Data supplied —

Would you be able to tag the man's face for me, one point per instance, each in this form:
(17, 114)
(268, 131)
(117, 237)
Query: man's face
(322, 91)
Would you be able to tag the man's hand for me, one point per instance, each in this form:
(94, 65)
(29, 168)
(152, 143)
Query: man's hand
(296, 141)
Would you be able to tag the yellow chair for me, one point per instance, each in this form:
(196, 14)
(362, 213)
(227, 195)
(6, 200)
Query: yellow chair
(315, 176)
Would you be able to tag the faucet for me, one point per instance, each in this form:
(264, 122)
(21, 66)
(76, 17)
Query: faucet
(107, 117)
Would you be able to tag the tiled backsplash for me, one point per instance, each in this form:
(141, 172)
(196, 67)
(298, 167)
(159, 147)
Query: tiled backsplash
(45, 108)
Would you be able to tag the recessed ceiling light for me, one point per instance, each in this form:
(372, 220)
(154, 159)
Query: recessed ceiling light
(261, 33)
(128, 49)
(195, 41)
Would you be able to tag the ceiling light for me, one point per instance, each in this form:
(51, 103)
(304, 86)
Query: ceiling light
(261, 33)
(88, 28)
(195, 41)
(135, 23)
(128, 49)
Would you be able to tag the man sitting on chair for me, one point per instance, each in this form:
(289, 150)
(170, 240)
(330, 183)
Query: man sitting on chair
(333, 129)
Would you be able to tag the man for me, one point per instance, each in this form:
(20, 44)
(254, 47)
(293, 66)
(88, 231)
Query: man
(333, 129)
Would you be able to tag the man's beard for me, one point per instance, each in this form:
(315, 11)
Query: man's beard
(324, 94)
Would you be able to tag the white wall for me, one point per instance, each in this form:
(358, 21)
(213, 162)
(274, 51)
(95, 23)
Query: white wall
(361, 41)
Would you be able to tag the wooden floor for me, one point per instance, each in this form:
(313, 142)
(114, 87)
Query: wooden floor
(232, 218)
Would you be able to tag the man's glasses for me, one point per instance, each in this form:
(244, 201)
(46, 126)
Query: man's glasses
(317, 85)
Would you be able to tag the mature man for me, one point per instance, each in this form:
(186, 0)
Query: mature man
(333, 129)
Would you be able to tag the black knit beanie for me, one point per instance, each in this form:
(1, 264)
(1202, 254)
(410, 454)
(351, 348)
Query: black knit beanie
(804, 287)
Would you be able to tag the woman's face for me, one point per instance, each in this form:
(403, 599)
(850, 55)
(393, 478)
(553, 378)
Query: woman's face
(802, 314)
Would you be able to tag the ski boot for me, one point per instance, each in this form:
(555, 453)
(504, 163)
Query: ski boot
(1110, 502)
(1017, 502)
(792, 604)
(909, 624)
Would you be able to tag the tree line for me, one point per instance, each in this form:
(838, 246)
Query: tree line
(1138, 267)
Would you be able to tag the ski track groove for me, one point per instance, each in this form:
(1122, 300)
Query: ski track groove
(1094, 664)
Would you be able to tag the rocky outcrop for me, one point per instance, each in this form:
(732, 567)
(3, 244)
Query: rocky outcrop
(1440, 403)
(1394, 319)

Given request — Reproduce word for word the lines above, from the line containing "Would you be able to tag the rocky" through the last line.

Final result —
Would you be able to tag the rocky outcrop for me, one point per instance, each in this form:
(732, 567)
(3, 244)
Query: rocky outcrop
(1440, 403)
(1394, 319)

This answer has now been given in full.